_Ваше задание:_
Можете полностью, без единого изменения, продублировать приведенный ниже фрагмент о питании заключенных бруклинской тюрьмы?

=== Фрагмент документа ===

Кроме того, большинство заключенных бруклинской тюрьмы жаловалось на качество и скудность пищи.
Морской пехотинец. Они говорят, что кормят нас удовлетворительно. Однако очень часто некоторые из заключенных остаются совершенно без пищи, особенно если им приходится быть последними в очереди в столовую.
Авторы. Нам рассказывали, что заключенные получают хорошее питание.
Морской пехотинец. Они говорят одно, а на самом деле происходит совсем другое. Я думаю, что вас просто обманывают.
Один из заключенных, нервно поглядывая вокруг, подошел к авторам этой книги, осматривавшим столовую, и шепотом произнес:
"Один парень нашел муху в галете. Он хотел поговорить с вами и обратился за разрешением к охраннику. А тот сказал, что все это ерунда, отобрал галету и выбросил ее в ведро для отходов".
Действительно, не все арестованные получают пищу регулярно. Некоторых в порядке наказания оставляют на так называемом "штрафном пайке". В этих случаях заключенный получает только хлеб и картофель. В сухопутных войсках официально считается, что такое наказание не может превышать двух недель. В морской пехоте никаких ограничений такого рода вообще нет.
Один из заключенных в бруклинской тюрьме рассказал, что за пять месяцев его трижды оставляли на "штрафном пайке": один раз в течение пятидесяти семи дней, во второй раз - четырнадцати дней и в третий раз в течение семи дней.

=== Исходные данные ===

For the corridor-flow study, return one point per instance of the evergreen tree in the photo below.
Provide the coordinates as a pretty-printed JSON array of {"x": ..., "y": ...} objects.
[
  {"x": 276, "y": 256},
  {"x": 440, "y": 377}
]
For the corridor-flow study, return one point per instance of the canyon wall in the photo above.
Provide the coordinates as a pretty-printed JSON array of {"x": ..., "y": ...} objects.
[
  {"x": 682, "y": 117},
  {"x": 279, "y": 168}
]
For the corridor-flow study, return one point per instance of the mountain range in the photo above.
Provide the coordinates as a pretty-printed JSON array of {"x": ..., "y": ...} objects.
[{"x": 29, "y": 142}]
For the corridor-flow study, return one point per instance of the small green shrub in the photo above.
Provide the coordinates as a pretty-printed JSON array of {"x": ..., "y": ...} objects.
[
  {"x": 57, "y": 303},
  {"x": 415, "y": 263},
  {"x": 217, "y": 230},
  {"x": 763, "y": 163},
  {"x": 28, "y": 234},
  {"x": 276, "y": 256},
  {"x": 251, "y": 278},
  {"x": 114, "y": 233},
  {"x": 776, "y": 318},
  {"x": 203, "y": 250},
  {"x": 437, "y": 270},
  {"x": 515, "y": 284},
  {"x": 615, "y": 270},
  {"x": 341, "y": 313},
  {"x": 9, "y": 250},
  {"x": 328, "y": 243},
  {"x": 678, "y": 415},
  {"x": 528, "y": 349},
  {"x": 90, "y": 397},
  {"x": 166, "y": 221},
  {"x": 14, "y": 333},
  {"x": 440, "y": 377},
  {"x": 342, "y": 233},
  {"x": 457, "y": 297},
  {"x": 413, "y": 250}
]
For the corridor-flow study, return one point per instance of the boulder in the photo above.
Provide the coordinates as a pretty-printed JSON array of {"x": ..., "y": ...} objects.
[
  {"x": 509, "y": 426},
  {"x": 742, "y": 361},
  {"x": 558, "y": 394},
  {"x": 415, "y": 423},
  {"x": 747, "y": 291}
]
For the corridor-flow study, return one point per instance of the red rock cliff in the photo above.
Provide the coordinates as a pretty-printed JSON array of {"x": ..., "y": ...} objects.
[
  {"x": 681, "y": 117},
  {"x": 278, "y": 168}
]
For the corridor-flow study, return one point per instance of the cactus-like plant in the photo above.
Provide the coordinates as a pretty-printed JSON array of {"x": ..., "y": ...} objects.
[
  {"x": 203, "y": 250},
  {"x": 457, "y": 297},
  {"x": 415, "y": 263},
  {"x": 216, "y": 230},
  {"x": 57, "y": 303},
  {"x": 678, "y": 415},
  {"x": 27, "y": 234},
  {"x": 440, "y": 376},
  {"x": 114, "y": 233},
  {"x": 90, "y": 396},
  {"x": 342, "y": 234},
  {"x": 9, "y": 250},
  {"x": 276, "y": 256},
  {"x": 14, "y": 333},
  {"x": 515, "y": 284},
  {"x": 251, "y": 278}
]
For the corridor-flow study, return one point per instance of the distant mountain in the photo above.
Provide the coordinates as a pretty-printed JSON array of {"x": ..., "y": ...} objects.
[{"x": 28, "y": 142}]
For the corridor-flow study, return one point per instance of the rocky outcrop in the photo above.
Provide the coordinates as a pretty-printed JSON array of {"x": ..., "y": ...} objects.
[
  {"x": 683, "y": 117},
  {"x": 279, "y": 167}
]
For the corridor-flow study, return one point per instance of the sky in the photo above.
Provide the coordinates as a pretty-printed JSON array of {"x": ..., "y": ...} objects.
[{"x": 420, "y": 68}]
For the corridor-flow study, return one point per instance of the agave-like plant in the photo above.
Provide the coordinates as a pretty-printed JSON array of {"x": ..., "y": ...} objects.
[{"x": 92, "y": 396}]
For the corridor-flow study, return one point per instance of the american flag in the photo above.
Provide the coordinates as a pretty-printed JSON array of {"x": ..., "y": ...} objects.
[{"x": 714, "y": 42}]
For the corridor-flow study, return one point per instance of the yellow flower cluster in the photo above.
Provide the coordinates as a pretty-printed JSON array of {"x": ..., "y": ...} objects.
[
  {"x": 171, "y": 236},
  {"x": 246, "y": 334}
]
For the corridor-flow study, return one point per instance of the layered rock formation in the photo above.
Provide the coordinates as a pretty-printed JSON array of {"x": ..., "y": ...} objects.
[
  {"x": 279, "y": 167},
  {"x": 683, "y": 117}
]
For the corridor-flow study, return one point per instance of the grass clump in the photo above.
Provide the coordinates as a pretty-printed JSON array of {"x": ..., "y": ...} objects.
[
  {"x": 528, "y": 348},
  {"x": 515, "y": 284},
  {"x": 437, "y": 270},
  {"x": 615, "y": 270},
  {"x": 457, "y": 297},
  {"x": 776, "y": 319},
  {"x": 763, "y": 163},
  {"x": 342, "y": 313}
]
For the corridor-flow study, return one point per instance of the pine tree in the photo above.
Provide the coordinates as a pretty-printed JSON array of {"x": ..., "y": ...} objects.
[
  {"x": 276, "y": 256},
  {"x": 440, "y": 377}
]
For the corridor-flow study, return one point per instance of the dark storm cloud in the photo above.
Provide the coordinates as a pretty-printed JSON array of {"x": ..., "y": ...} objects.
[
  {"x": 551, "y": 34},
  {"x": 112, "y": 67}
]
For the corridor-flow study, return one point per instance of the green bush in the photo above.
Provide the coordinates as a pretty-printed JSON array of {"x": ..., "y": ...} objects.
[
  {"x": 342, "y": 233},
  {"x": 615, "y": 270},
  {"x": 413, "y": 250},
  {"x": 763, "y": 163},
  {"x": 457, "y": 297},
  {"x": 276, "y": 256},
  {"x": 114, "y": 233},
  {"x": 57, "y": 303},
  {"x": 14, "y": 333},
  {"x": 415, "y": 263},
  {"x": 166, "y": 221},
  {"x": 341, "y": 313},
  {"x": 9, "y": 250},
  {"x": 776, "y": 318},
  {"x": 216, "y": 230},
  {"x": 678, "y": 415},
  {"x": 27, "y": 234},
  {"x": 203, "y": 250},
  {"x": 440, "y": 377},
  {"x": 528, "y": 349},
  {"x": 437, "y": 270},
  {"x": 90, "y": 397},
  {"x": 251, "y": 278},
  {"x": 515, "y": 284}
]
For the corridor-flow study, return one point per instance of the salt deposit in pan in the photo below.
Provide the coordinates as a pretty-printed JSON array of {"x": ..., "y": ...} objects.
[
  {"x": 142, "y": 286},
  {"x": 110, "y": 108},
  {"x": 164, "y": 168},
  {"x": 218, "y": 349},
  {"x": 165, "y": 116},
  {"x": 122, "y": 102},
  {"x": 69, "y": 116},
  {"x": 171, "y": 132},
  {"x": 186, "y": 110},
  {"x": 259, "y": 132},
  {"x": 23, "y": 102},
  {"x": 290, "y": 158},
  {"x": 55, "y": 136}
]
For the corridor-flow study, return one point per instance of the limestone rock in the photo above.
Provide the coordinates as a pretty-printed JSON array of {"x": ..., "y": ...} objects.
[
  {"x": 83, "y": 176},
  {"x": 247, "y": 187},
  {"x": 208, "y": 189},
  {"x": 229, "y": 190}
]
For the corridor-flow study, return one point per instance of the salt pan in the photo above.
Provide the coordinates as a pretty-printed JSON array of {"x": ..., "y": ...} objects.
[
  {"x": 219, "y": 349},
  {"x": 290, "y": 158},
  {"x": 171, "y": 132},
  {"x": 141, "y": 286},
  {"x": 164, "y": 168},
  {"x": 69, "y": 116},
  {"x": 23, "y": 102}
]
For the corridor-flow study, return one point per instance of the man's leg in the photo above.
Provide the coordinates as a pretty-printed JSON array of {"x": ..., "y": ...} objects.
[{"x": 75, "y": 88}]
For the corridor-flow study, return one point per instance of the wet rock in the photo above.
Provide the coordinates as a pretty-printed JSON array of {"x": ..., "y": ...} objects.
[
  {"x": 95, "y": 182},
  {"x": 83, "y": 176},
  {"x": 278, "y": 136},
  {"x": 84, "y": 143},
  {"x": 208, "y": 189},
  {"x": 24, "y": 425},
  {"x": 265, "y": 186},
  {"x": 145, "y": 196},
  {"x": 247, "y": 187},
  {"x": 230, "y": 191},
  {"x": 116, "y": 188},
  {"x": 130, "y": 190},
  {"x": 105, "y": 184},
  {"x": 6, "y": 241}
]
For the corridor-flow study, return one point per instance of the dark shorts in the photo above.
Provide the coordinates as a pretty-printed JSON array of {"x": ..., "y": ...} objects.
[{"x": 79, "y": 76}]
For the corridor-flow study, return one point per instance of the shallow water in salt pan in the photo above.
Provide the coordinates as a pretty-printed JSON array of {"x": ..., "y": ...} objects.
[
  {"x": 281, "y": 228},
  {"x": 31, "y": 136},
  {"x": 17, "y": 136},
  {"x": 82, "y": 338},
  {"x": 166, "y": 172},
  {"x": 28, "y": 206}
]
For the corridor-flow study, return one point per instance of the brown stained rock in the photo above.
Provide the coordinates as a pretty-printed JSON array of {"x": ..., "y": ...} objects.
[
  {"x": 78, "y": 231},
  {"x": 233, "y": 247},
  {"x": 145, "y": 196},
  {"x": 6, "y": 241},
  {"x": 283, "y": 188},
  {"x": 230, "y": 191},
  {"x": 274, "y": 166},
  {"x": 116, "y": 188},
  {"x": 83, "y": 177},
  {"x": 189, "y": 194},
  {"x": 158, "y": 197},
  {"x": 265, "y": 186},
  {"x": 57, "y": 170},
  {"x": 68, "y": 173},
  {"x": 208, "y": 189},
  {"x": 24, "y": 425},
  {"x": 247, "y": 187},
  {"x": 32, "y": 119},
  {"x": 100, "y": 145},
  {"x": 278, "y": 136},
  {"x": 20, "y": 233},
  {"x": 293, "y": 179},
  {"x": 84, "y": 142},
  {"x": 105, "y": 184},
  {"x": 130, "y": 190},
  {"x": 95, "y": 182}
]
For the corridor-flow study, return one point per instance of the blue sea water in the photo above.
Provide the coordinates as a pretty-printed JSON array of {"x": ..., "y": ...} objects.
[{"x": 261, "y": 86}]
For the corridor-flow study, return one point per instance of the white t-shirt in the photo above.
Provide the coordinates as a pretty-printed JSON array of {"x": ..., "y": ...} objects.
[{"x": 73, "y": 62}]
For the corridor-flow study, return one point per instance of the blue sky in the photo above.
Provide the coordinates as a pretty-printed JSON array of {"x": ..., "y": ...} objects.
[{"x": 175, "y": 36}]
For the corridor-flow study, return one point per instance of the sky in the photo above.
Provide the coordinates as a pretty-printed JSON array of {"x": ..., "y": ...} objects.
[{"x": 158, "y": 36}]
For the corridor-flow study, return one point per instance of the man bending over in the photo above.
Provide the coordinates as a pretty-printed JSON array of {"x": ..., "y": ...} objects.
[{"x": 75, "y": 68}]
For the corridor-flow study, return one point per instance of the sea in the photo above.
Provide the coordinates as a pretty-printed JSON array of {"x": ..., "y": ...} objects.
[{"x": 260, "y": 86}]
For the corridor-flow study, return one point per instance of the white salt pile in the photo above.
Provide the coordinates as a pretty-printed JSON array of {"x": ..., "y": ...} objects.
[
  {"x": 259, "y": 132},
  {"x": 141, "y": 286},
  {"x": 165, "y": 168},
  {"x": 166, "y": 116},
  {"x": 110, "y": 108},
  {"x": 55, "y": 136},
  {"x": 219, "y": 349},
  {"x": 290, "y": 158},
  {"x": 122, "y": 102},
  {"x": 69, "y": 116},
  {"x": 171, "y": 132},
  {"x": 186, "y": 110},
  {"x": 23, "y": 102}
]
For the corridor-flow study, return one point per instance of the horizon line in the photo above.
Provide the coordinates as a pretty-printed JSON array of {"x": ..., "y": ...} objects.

===

_Ваш ответ:_
Кроме того, большинство заключенных бруклинской тюрьмы жаловалось на качество и скудность пищи.
Морской пехотинец. Они говорят, что кормят нас удовлетворительно. Однако очень часто некоторые из заключенных остаются совершенно без пищи, особенно если им приходится быть последними в очереди в столовую.
Авторы. Нам рассказывали, что заключенные получают хорошее питание.
Морской пехотинец. Они говорят одно, а на самом деле происходит совсем другое. Я думаю, что вас просто обманывают.
Один из заключенных, нервно поглядывая вокруг, подошел к авторам этой книги, осматривавшим столовую, и шепотом произнес:
"Один парень нашел муху в галете. Он хотел поговорить с вами и обратился за разрешением к охраннику. А тот сказал, что все это ерунда, отобрал галету и выбросил ее в ведро для отходов".
Действительно, не все арестованные получают пищу регулярно. Некоторых в порядке наказания оставляют на так называемом "штрафном пайке". В этих случаях заключенный получает только хлеб и картофель. В сухопутных войсках официально считается, что такое наказание не может превышать двух недель. В морской пехоте никаких ограничений такого рода вообще нет.
Один из заключенных в бруклинской тюрьме рассказал, что за пять месяцев его трижды оставляли на "штрафном пайке": один раз в течение пятидесяти семи дней, во второй раз - четырнадцати дней и в третий раз в течение семи дней.